↓

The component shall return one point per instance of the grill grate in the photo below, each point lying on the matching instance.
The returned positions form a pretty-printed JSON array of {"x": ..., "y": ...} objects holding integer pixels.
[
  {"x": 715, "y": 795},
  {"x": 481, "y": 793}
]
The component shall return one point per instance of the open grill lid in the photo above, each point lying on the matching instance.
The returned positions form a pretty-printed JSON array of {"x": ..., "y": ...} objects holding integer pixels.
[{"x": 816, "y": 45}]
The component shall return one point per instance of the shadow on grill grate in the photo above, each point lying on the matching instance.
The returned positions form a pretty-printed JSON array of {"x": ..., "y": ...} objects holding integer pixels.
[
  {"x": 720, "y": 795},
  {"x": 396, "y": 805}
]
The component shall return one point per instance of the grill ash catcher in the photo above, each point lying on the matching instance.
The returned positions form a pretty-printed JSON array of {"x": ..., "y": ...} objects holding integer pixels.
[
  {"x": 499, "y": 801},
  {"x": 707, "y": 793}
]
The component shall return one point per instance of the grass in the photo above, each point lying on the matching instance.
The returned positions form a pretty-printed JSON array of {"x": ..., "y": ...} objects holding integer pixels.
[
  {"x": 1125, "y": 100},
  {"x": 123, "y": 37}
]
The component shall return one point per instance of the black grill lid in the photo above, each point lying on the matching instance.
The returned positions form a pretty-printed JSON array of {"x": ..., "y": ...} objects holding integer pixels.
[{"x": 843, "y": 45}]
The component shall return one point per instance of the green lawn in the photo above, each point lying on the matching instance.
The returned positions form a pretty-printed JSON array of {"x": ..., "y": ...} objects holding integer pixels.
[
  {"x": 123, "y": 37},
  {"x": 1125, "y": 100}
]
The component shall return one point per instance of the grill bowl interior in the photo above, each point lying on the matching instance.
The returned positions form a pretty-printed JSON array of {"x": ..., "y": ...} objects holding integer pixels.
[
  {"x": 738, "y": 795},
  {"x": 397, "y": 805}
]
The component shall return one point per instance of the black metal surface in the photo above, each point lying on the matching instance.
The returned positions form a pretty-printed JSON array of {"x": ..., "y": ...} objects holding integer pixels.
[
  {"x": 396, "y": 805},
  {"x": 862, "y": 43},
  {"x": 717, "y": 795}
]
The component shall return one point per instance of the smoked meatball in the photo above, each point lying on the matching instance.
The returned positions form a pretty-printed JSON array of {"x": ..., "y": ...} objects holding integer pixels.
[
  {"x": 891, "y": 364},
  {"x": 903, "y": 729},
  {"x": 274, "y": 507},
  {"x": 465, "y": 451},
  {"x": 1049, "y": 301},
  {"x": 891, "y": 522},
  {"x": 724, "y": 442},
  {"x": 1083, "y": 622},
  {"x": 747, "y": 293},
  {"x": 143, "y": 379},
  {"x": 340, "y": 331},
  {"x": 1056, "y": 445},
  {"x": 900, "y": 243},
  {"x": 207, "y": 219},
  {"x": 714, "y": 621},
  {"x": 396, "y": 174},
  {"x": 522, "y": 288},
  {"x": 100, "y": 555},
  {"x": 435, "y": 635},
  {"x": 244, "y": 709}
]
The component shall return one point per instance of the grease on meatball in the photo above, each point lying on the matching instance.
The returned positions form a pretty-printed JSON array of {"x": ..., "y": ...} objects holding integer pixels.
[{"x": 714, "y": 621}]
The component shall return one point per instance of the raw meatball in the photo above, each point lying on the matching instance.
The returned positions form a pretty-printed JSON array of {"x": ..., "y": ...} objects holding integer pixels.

↑

Exactly repeat the lines from the line that contains "The component shall return one point per instance of the smoked" to the end of the entries, both included, and leave out all other lines.

TASK RESPONSE:
The component shall return one point per instance of the smoked meatball in the photo above, each point lying on the matching instance.
The returned positions form a pretty-printed JSON array of {"x": ..., "y": ...} objects holding integer pixels.
[
  {"x": 891, "y": 364},
  {"x": 903, "y": 729},
  {"x": 274, "y": 507},
  {"x": 465, "y": 451},
  {"x": 1049, "y": 301},
  {"x": 891, "y": 522},
  {"x": 724, "y": 442},
  {"x": 1083, "y": 622},
  {"x": 747, "y": 293},
  {"x": 143, "y": 379},
  {"x": 340, "y": 331},
  {"x": 1056, "y": 445},
  {"x": 900, "y": 243},
  {"x": 207, "y": 219},
  {"x": 714, "y": 621},
  {"x": 396, "y": 174},
  {"x": 522, "y": 288},
  {"x": 100, "y": 555},
  {"x": 435, "y": 635},
  {"x": 244, "y": 709}
]
The component shall return one point per instance of the grease on meatball in the photo above, each point lying on the matching instance.
The returned positions form a pretty-printed JSON array of {"x": ..., "y": ...} objects holding integer pixels.
[{"x": 714, "y": 621}]
The component shall return one point per instance of the raw meatball in the photo above, each point lying on the matching instance.
The returned positions form a pretty-printed JSON array of {"x": ..., "y": ...} objects holding integer pixels.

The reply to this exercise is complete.